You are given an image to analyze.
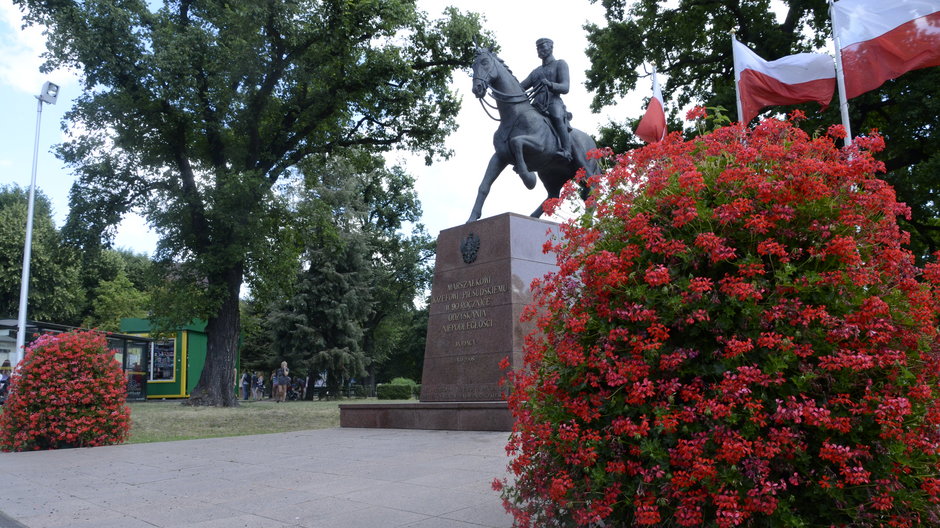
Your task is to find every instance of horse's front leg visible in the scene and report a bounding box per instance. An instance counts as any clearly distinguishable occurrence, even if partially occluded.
[467,154,508,224]
[509,136,539,189]
[529,177,564,218]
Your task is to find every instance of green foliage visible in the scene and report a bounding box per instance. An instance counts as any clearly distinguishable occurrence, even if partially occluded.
[0,332,131,451]
[587,0,940,259]
[388,378,421,396]
[375,383,414,400]
[375,307,428,380]
[14,0,488,405]
[0,185,85,324]
[82,271,150,332]
[259,151,431,394]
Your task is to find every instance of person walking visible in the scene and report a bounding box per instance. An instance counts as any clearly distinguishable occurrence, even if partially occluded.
[274,361,290,401]
[240,370,251,401]
[251,371,264,401]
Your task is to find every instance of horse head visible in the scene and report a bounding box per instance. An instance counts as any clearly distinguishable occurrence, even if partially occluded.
[473,46,499,99]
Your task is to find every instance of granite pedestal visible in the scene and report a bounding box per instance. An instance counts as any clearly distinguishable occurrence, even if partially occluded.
[340,213,557,431]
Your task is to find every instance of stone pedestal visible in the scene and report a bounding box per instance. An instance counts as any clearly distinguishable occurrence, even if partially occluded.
[340,213,557,431]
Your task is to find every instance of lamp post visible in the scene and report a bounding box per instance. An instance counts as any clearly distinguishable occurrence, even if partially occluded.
[12,81,59,367]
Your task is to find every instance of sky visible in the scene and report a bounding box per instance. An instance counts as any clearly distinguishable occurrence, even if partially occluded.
[0,0,650,254]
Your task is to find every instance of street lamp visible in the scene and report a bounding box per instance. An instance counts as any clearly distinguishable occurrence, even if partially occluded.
[12,81,59,367]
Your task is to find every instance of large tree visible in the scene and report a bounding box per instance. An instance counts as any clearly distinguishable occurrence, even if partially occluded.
[587,0,940,257]
[0,185,84,324]
[259,150,432,394]
[14,0,488,405]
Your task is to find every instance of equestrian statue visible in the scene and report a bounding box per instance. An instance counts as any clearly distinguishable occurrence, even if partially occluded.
[467,39,600,223]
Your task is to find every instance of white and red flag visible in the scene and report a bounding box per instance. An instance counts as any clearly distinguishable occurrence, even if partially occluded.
[635,69,666,143]
[731,38,836,124]
[832,0,940,99]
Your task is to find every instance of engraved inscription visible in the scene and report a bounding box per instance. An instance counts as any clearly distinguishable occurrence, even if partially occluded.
[431,275,509,334]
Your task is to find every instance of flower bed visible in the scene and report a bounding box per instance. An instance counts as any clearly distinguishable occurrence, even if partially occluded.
[0,331,130,451]
[494,120,940,527]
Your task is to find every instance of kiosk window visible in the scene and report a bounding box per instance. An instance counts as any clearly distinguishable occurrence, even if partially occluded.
[127,343,145,374]
[108,339,125,369]
[150,339,176,381]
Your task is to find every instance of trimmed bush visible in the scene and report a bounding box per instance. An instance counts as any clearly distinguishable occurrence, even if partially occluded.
[0,331,131,451]
[375,383,413,400]
[389,378,421,398]
[494,120,940,527]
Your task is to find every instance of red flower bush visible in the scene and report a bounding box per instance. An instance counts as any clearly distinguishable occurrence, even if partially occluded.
[0,331,131,451]
[494,120,940,527]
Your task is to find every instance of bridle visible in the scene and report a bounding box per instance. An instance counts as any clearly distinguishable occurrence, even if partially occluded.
[473,48,534,121]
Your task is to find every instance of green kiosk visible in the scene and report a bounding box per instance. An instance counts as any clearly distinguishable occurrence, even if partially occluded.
[121,319,206,399]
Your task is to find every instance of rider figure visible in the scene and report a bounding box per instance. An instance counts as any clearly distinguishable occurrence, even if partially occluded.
[522,38,571,161]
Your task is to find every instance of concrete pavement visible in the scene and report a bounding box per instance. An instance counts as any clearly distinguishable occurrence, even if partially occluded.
[0,429,512,528]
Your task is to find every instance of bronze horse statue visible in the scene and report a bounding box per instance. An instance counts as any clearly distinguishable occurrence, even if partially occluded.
[467,47,600,223]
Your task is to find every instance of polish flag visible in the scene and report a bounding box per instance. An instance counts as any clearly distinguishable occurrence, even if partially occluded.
[832,0,940,99]
[731,39,836,123]
[635,70,666,143]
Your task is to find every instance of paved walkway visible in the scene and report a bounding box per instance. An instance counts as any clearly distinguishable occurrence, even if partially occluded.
[0,429,512,528]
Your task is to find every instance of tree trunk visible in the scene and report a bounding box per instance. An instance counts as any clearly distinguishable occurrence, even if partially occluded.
[188,263,243,407]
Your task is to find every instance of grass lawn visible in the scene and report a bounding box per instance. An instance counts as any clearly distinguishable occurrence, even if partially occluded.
[128,399,414,444]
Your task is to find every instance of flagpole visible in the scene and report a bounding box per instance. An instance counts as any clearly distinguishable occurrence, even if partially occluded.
[653,64,666,141]
[829,0,852,146]
[731,29,747,126]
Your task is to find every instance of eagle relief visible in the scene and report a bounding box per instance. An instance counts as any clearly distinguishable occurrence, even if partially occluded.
[460,233,480,264]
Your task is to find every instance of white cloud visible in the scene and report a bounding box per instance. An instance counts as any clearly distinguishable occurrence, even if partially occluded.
[114,213,159,255]
[0,2,77,94]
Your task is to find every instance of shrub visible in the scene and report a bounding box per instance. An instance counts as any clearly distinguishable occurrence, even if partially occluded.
[375,383,412,400]
[494,120,940,527]
[389,378,421,396]
[0,331,130,451]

########################################

### Work to complete
Extract every entry above verbatim, from first to last, and omit the pictures.

### Reply
You are given an image to analyze.
Your task is to find every instance of horse's front leg visible in the scene and report a bounding box per instance. An instance counts as any clearly distinguishable occurrence, even if partially occluded.
[467,154,508,224]
[509,136,539,189]
[529,177,564,218]
Your task is to find every instance of green foliage visible in the scene and report a bounding box per instance. An instance counts as any clearly distinguishable occurrence, even if partially occluded.
[0,332,131,451]
[587,0,940,259]
[388,378,421,396]
[375,383,414,400]
[375,307,428,380]
[14,0,488,405]
[0,185,85,324]
[82,271,150,332]
[259,151,431,394]
Your task is to find every instance of person walking visible in the scene and report a bounding box per instance. An instance counts as any clearly distinguishable occurrence, even if partially occluded.
[274,361,290,401]
[240,370,251,401]
[251,371,264,401]
Your task is to find every instance of horse head visible in the scene and report a bounding box per instance. An instance counts as any clearly distinguishable occurrence, even if partially occluded.
[473,46,499,99]
Your task is to find every instance of granite pedestal visible in the scene and report a bounding box per instance. An instance counts as any clearly distinguishable occurrence, even if partially occluded.
[340,213,557,431]
Your task is to find every instance of stone pedestal visible in the scene and report a bounding box per instance. An instance counts as any clearly distinguishable occurrence, even if partially occluded.
[340,213,557,431]
Your task is to find every instance of lamp post visible in the scene and report a bounding box per instance. An instance counts as any clearly distinguishable occurrence, even if partially occluded.
[12,81,59,367]
Your task is to find every instance of sky visible in the scene and report a bounding box per instance. An instance counts as any clearly distinguishable occurrence, even if partially occluded.
[0,0,650,254]
Your task is to find every instance of street lamp visible in the scene and report a bounding box per instance. An instance counts as any clearly distinguishable occurrence, even if partially occluded.
[12,81,59,367]
Your task is to find every instance of large tree visible in the scene and report a bounding box per instance. An instance counts as any clearly distinguishable occurrence, even if partially occluded.
[587,0,940,257]
[0,185,84,324]
[259,150,432,394]
[14,0,488,405]
Your task is to find every instance of equestrian statue visible in the scene and report a bounding box per instance. An instance counts as any clearly distinguishable occurrence, even if partially occluded.
[467,39,600,223]
Your task is to find every instance of white and red flag visible in the scene and report a bounding box per instance. An instance counts as any clearly distinguishable occurrence, even if partially occluded.
[635,69,666,143]
[731,38,836,124]
[832,0,940,99]
Your task is to find every instance of engraved inscription visible in the scene and report a bounding box per instance. An instance counts as any clearly distinguishable occurrence, even if partially occluded.
[431,275,509,334]
Your task is to find every instance of flower bed visible in the scene and report a bounding box per instance. An instance counts as any clearly distinguishable occurrence, even if partially occluded.
[0,331,130,451]
[494,120,940,527]
Your task is to find every instance of kiosk window visible in the scene and report a bounding box per instance. An instance counts as any clearly distinguishable occurrence, even if partially occluded.
[127,343,145,374]
[108,339,125,369]
[150,339,176,381]
Your task is to find every instance of trimmed bush visible in the scene and report a bounding box per instance. An instance counts as any clearly distinguishable occurrence, even if partially occluded.
[0,331,131,451]
[375,383,413,400]
[389,378,421,398]
[494,120,940,527]
Your task is to find every instance of red flower bush visible in the scene and report a bounding box per instance. An instance counts as any clearly distinguishable occurrence, even if partially occluded.
[0,331,131,451]
[494,120,940,527]
Your task is to find every instance of bridle visible in the scene and report a bounding box per instance. An instance counts as any clearly distinguishable occurrence, even if partially occluded.
[473,48,534,121]
Your task is to find every instance of green kiosk visible in the scene and report a bounding box per instance. An instance counts as any clearly distinguishable occurrence, even if partially occluded.
[121,319,206,399]
Your task is to find every instance of rider figure visible in the scene and report a bounding box per instance. An instance counts as any clearly distinguishable occurrence, even if partially occluded.
[522,38,571,161]
Your task is to find every instance of concrete pavement visible in the scene and report a bounding box per instance. An instance counts as any clearly distinguishable occurrence, even if partially occluded.
[0,429,512,528]
Your task is to find every instance of bronze horse statue visible in the scene and report a bounding box per instance. An instance counts as any clearly distinguishable occurrence, even if partially occluded.
[467,47,600,223]
Your task is to find every instance of polish flag visible in the scene and report a bounding box per instance. An instance counts as any clearly distinguishable occurrence, even if partially occluded.
[832,0,940,99]
[731,39,836,123]
[635,70,666,143]
Your task is to find every instance of paved walkway visible in the scene and report a bounding box per instance. An instance counts as any clearly distinguishable occurrence, even if partially occluded.
[0,429,512,528]
Your task is to find every instance of tree trunk visible in the scene and report a bounding box per instance. An instance counts as any clearly distinguishable occurrence, even if partially occluded.
[188,263,243,407]
Your task is to find every instance of grass lawn visible in the scene and report a bounding box per instance. An instance counts as any clearly distinguishable occurrence, even if partially occluded.
[128,399,414,444]
Your task is to find every instance of flagpole visible in the scene and report a bounding box per instance. An instance counts as any clearly distinguishable occurrence, even if partially occluded.
[653,64,666,141]
[829,0,852,146]
[731,29,747,126]
Your task is to find every instance of eagle relief visible in the scene and report a bounding box per instance. An instance counts as any clearly distinguishable occurrence, even if partially occluded.
[460,233,480,264]
Your task is to find every instance of white cloud visible in the scene and report a bounding box per instance. An instance counts as any clearly distinguishable occurrence, even if partially occluded.
[114,213,159,255]
[0,2,77,94]
Your task is to find every instance of shrub visible in the scene and report a bounding box per instance. An instance counts as any clearly distinguishable occurrence, even if partially occluded.
[375,383,412,400]
[494,120,940,527]
[389,378,421,396]
[0,331,130,451]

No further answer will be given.